(Recorded data)

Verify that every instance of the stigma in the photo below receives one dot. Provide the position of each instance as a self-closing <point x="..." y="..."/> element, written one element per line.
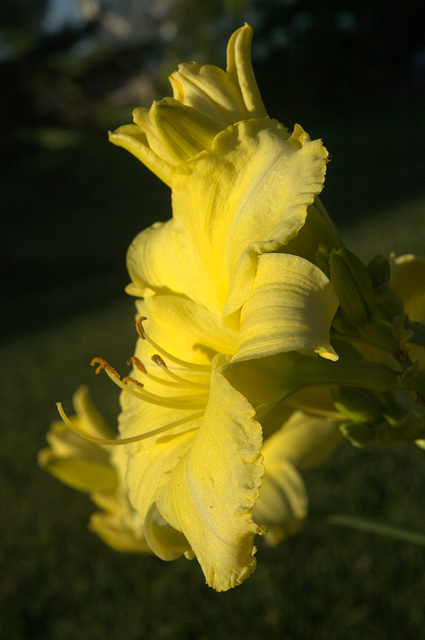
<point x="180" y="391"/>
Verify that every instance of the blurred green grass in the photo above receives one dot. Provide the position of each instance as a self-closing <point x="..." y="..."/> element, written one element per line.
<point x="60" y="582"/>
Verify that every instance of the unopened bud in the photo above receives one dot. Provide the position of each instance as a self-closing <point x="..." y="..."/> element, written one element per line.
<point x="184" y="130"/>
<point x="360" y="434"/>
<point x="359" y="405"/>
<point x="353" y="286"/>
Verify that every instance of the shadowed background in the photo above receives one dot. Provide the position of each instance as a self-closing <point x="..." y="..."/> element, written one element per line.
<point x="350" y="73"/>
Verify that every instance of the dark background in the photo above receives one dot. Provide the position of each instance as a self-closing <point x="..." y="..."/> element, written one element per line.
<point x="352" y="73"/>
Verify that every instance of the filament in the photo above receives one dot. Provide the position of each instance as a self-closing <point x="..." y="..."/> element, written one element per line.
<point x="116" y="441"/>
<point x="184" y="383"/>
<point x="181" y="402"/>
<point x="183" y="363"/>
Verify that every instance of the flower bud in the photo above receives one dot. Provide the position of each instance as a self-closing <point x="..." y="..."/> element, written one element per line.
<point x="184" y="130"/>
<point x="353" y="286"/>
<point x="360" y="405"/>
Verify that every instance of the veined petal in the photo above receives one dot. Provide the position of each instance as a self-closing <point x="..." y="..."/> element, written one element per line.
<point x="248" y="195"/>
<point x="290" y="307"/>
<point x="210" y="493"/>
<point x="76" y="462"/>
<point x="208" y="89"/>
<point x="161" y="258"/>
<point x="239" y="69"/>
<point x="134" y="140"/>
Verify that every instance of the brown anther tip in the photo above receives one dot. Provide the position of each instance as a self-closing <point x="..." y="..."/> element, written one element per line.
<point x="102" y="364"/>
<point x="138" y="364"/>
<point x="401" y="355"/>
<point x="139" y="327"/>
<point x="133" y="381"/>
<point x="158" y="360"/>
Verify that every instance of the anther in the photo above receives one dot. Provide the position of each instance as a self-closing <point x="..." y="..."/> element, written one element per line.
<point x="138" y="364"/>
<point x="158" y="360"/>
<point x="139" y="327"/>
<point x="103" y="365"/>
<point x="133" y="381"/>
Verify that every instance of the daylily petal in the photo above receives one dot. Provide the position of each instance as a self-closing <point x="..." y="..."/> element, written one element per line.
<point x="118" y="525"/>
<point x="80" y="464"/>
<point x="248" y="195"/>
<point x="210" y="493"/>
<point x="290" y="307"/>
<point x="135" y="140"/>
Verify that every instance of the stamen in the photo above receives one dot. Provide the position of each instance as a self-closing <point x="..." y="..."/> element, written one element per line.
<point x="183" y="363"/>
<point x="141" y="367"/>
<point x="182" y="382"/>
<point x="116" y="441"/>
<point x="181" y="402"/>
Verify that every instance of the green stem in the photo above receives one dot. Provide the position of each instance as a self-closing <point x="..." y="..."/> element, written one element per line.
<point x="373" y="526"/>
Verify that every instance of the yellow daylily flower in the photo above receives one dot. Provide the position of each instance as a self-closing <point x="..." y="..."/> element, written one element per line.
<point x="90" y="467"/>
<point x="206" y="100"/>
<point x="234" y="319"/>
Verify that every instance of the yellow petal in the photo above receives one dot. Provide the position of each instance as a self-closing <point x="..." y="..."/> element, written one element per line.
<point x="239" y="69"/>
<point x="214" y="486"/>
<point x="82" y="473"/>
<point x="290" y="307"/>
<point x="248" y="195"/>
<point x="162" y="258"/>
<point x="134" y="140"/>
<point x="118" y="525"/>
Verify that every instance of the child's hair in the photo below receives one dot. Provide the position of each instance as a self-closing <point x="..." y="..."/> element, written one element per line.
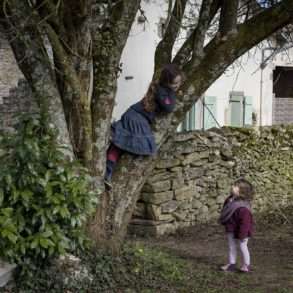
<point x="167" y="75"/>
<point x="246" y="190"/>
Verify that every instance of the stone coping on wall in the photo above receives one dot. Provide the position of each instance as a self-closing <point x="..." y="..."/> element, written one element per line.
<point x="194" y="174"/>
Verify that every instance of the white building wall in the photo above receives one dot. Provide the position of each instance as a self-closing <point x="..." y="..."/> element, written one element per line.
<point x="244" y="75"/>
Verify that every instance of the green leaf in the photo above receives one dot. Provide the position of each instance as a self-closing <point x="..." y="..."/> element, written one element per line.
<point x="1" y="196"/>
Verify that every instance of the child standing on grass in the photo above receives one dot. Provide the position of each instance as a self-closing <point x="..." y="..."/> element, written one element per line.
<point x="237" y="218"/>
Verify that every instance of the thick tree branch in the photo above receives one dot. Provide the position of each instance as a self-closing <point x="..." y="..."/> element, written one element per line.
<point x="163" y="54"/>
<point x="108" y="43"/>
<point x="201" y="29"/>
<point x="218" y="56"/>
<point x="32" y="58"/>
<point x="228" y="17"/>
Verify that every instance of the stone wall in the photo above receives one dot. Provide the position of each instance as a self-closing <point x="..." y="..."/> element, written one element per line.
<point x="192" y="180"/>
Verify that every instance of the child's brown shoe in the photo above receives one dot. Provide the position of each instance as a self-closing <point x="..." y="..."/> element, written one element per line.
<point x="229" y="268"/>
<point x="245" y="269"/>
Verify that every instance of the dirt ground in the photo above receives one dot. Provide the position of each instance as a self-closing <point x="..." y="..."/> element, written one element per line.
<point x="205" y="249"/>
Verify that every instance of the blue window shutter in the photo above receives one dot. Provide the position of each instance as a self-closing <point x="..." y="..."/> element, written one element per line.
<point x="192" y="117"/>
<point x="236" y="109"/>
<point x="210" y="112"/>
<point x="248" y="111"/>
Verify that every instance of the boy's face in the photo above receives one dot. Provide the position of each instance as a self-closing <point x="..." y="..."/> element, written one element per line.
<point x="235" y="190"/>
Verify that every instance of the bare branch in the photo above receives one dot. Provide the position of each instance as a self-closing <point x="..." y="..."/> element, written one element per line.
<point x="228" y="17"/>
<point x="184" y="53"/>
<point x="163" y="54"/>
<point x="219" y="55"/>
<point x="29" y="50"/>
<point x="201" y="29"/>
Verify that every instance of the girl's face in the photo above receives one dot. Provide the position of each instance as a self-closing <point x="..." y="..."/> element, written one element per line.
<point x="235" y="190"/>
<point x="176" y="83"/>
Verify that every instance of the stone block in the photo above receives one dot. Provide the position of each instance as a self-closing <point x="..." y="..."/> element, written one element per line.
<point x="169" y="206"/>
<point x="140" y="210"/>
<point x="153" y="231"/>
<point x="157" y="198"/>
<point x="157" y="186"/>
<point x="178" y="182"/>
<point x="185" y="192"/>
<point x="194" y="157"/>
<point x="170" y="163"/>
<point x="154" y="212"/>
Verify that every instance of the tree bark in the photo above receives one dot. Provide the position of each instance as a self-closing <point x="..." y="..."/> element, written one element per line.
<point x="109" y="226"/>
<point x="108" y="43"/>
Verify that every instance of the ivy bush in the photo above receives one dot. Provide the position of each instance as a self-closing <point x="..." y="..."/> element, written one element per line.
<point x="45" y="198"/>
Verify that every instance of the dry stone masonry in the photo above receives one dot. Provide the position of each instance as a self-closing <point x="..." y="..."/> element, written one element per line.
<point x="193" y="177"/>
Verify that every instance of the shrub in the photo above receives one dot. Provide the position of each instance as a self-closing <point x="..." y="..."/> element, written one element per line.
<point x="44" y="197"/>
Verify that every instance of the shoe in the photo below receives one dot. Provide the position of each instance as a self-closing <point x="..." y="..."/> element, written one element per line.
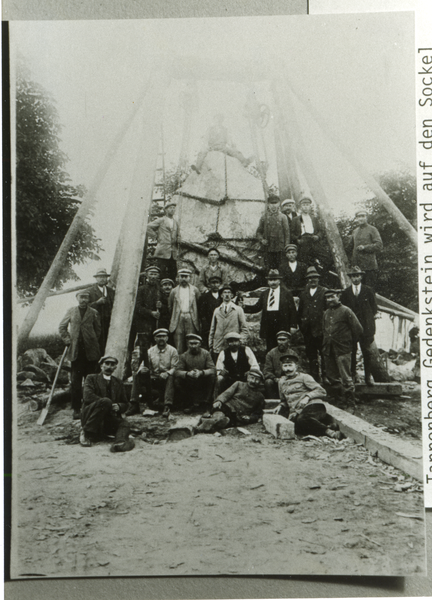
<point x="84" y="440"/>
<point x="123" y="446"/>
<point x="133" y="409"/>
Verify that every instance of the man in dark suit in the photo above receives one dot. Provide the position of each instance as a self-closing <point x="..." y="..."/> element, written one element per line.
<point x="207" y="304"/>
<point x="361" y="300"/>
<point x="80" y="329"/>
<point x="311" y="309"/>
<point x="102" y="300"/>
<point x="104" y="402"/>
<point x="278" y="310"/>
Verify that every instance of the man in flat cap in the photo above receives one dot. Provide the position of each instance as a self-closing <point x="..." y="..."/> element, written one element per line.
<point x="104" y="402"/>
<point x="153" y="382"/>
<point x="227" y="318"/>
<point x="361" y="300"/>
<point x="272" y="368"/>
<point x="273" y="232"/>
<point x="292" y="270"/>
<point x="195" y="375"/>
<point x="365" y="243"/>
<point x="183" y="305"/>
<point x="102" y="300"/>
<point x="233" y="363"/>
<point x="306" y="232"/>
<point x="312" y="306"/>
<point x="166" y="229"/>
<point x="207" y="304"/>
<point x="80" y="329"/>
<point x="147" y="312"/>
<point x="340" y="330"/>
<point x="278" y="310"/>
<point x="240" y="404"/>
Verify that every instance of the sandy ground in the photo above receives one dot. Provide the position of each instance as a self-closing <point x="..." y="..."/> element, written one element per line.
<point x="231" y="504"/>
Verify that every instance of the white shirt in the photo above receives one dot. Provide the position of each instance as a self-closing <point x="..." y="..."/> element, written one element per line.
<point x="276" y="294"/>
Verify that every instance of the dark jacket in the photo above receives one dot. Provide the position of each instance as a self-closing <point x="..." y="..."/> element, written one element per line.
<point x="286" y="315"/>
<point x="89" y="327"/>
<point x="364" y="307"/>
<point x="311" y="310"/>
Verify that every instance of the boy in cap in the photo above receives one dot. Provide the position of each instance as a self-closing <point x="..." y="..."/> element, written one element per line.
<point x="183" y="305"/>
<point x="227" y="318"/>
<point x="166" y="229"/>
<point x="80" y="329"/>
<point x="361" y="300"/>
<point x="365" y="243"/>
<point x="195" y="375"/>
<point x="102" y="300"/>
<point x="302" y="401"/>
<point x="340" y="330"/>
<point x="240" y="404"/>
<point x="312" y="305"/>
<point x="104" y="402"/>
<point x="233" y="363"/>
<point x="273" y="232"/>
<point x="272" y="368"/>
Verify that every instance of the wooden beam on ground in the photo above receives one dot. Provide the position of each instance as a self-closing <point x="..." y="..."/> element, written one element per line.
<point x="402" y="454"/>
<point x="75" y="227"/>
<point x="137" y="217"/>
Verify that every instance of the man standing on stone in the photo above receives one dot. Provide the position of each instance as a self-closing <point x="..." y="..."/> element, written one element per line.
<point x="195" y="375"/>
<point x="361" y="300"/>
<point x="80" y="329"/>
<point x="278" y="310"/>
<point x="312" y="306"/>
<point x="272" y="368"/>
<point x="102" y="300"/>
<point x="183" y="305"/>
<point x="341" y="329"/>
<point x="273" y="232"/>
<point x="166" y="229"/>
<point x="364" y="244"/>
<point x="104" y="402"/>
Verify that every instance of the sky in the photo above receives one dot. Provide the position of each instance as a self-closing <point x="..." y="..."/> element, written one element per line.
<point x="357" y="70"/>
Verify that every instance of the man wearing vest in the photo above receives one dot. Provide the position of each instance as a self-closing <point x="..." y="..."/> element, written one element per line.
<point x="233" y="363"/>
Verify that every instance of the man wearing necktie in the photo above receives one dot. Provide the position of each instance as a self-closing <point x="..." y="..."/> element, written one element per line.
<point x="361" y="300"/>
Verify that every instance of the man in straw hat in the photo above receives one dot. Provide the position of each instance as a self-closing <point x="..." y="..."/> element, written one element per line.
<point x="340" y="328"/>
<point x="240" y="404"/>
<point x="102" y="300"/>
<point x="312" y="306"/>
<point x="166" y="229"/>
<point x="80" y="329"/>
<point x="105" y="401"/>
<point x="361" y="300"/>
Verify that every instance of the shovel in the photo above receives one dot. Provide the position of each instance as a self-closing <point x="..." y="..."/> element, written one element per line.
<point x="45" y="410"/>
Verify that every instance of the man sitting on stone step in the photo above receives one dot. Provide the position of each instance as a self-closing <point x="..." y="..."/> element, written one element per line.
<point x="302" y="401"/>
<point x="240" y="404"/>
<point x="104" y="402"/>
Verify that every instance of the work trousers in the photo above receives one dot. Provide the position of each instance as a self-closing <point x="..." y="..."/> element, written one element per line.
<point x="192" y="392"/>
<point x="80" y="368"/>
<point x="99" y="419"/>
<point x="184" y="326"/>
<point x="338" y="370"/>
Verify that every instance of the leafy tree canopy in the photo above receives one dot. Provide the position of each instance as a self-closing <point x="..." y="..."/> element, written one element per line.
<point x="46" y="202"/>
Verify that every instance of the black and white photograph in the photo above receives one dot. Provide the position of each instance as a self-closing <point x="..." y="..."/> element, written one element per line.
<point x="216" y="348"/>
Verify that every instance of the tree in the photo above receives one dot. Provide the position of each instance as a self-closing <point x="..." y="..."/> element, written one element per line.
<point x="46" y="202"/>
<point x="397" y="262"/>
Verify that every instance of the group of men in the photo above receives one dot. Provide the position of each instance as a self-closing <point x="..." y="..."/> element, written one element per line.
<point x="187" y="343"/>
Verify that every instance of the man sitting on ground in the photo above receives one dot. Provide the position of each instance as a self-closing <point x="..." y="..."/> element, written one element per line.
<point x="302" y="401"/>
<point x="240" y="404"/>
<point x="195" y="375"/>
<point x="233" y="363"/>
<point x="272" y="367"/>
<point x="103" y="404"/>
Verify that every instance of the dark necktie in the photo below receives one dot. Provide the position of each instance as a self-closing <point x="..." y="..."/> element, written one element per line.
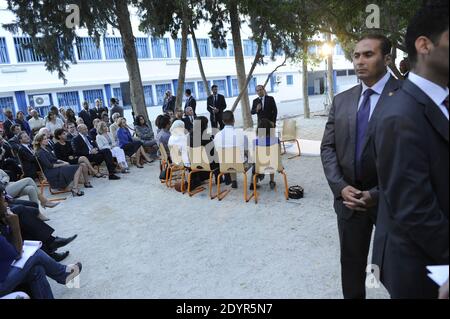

• [Work instruction] Once the line containing "Verify that every instance of the leafy" is found, transcribe it and every line after it to the end of the records, exactly and with no pictures.

• [Response area]
Verify that every instance of the leafy tree canopy in the photo above receives one dot. Provide the position of each instance as a self-closing <point x="..." y="..."/> element, written one element per line.
<point x="46" y="202"/>
Verify that every instance of the black and white photograph in the photo above receives one dot. Provide the position of each instance as a self-closing <point x="..." y="..."/> element, written one element per line.
<point x="216" y="348"/>
Verify that every instance of the tree in the photo above receives one dot. Provide the position of each instance as a self-closing <point x="..." y="..."/> element, written one element per line.
<point x="46" y="202"/>
<point x="397" y="262"/>
Verify that every instance of the group of men in the photo above receives one dot. Provide the position of each instance as a self-closing <point x="..." y="..."/> element, written one element per line.
<point x="187" y="343"/>
Verify that every instance of the man sitting on ground in the photo above receives one dot. Provide the position of each instance as a self-closing <point x="..." y="..."/> element, written one element per line.
<point x="302" y="401"/>
<point x="240" y="404"/>
<point x="195" y="375"/>
<point x="233" y="363"/>
<point x="272" y="367"/>
<point x="103" y="404"/>
Verify that every instance of the dark necktie in the photo below receives one dot. Provide the position of each instance as a self-closing <point x="..." y="..."/> element, written one element per line.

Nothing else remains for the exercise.